Passage provided =

▼

We have disabled the data collection process by commenting it out, as the data has already been saved in a CSV file.

In [None]:
# # Initialize WebDriver
# driver = webdriver.Chrome()

In [None]:
# # Navigate to the blocks page to retrieve the latest block ID
# driver.get("https://etherscan.io/blocks")
# time.sleep(1)
# lastBlock = driver.find_element(by=By.XPATH, value="//*[@id=\"content\"]/section[2]/div[2]/div[2]/table/tbody/tr[1]/td[1]/a")
# lastBlockID = int(lastBlock.text)

In [None]:
# # Generate URLs for the last 20 blocks
# blockURLs = []
# for blockID in range(lastBlockID, lastBlockID-20, -1):
#     blockURLs.append("https://etherscan.io/txs?block=" + str(blockID))

▲

Stored records =
▼

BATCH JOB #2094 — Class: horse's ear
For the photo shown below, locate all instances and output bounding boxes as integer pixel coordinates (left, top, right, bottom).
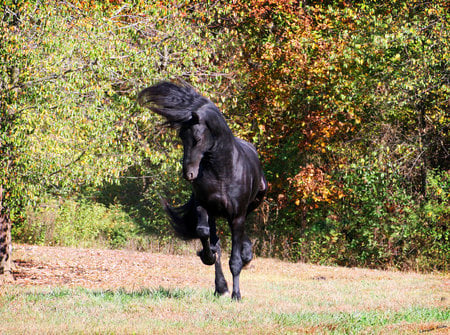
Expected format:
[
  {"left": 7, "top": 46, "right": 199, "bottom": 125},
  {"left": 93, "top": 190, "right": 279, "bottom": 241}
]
[{"left": 190, "top": 112, "right": 200, "bottom": 124}]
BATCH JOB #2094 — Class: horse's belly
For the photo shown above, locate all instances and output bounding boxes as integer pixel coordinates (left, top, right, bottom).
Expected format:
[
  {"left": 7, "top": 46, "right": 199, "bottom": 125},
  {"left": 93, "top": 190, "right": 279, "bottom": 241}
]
[{"left": 195, "top": 188, "right": 231, "bottom": 217}]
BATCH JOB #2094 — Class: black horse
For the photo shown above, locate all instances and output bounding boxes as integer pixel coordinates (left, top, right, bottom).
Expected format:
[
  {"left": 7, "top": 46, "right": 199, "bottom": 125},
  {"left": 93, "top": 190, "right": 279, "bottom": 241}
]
[{"left": 138, "top": 82, "right": 267, "bottom": 300}]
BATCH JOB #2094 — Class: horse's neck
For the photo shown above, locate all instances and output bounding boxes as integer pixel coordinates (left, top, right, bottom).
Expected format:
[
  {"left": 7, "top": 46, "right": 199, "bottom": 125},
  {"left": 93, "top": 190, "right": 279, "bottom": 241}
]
[{"left": 208, "top": 137, "right": 237, "bottom": 174}]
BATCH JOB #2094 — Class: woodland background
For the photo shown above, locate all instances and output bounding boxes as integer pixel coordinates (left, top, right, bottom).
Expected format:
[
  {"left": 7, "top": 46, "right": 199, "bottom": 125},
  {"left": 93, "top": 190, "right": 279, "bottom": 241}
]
[{"left": 0, "top": 0, "right": 450, "bottom": 271}]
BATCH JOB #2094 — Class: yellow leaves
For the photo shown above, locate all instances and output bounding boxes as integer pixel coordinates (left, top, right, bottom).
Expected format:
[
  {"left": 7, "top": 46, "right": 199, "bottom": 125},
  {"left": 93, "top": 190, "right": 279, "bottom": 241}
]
[{"left": 288, "top": 164, "right": 344, "bottom": 207}]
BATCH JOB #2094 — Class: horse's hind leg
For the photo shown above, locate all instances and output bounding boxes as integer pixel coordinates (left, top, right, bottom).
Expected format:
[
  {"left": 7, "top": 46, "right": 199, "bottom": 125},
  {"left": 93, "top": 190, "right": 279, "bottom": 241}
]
[
  {"left": 209, "top": 217, "right": 228, "bottom": 295},
  {"left": 197, "top": 206, "right": 217, "bottom": 265},
  {"left": 230, "top": 215, "right": 246, "bottom": 300}
]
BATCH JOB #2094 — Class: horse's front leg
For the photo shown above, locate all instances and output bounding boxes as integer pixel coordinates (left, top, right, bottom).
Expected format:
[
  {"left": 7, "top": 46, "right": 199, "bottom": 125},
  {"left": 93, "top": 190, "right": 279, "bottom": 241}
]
[
  {"left": 230, "top": 216, "right": 252, "bottom": 300},
  {"left": 209, "top": 217, "right": 228, "bottom": 296},
  {"left": 196, "top": 206, "right": 216, "bottom": 265}
]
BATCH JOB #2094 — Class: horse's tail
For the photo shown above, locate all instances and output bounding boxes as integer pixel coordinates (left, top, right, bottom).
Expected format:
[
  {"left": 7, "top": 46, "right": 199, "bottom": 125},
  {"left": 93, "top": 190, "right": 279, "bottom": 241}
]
[
  {"left": 137, "top": 81, "right": 210, "bottom": 125},
  {"left": 161, "top": 197, "right": 198, "bottom": 240}
]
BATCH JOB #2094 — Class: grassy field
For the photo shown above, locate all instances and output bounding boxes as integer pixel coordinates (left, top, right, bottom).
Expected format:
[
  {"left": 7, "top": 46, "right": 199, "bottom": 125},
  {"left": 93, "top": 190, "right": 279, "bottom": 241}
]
[{"left": 0, "top": 245, "right": 450, "bottom": 334}]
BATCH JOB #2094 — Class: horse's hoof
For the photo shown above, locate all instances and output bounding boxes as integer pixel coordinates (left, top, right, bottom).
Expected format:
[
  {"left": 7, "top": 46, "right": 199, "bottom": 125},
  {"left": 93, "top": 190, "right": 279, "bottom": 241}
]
[
  {"left": 214, "top": 290, "right": 230, "bottom": 297},
  {"left": 231, "top": 292, "right": 241, "bottom": 301},
  {"left": 197, "top": 250, "right": 217, "bottom": 265}
]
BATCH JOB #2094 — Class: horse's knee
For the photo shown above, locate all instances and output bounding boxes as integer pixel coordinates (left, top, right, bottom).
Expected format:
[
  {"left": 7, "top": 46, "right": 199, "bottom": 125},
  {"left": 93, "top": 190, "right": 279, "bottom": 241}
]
[
  {"left": 230, "top": 257, "right": 244, "bottom": 276},
  {"left": 241, "top": 241, "right": 253, "bottom": 266}
]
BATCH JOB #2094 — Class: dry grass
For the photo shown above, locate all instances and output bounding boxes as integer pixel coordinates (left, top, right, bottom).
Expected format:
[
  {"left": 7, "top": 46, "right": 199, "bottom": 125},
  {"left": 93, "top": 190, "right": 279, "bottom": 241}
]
[{"left": 0, "top": 246, "right": 450, "bottom": 334}]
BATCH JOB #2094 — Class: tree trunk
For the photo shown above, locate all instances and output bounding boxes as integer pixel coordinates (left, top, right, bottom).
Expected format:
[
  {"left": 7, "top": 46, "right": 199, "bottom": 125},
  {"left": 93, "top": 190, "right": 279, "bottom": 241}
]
[{"left": 0, "top": 185, "right": 12, "bottom": 279}]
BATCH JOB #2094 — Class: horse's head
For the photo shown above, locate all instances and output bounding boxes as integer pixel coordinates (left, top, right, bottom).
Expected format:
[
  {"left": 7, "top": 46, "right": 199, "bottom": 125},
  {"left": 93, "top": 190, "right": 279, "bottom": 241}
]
[{"left": 179, "top": 112, "right": 214, "bottom": 181}]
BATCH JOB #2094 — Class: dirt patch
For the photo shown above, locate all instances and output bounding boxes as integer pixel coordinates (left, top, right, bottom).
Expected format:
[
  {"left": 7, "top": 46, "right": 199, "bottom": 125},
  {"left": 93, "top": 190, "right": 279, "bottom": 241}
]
[{"left": 9, "top": 245, "right": 213, "bottom": 289}]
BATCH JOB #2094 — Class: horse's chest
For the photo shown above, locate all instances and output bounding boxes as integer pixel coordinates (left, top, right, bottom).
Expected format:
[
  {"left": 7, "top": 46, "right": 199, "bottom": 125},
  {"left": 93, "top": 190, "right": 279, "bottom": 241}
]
[{"left": 194, "top": 184, "right": 231, "bottom": 216}]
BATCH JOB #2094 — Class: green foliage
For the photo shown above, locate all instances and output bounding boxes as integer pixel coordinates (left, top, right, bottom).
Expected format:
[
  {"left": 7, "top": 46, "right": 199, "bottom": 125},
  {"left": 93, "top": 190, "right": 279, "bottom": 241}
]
[
  {"left": 13, "top": 200, "right": 139, "bottom": 248},
  {"left": 0, "top": 0, "right": 450, "bottom": 270}
]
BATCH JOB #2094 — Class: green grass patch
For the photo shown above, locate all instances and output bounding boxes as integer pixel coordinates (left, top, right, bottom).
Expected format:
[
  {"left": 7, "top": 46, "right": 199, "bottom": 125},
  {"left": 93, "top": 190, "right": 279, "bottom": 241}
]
[{"left": 0, "top": 287, "right": 450, "bottom": 334}]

▲

Task list =
**a)** Using the notebook excerpt, decide whether each statement agrees with it: (i) the data collection was disabled because the data had already been saved in a CSV file; (ii) URLs are generated for the last 50 blocks; (iii) the latest block ID is retrieved from the blocks page. Answer yes or no for each and quote the deciding words.
**b)** Duplicate the part of the notebook excerpt from "We have disabled" up to and including "# time.sleep(1)".

Full solutions =
**a)**
(i) Yes: "We have disabled the data collection process by commenting it out, as the data has already been saved in a CSV file."
(ii) No: "Generate URLs for the last 20 blocks"
(iii) Yes: "Navigate to the blocks page to retrieve the latest block ID"

**b)**
We have disabled the data collection process by commenting it out, as the data has already been saved in a CSV file.

In [None]:
# # Initialize WebDriver
# driver = webdriver.Chrome()

In [None]:
# # Navigate to the blocks page to retrieve the latest block ID
# driver.get("https://etherscan.io/blocks")
# time.sleep(1)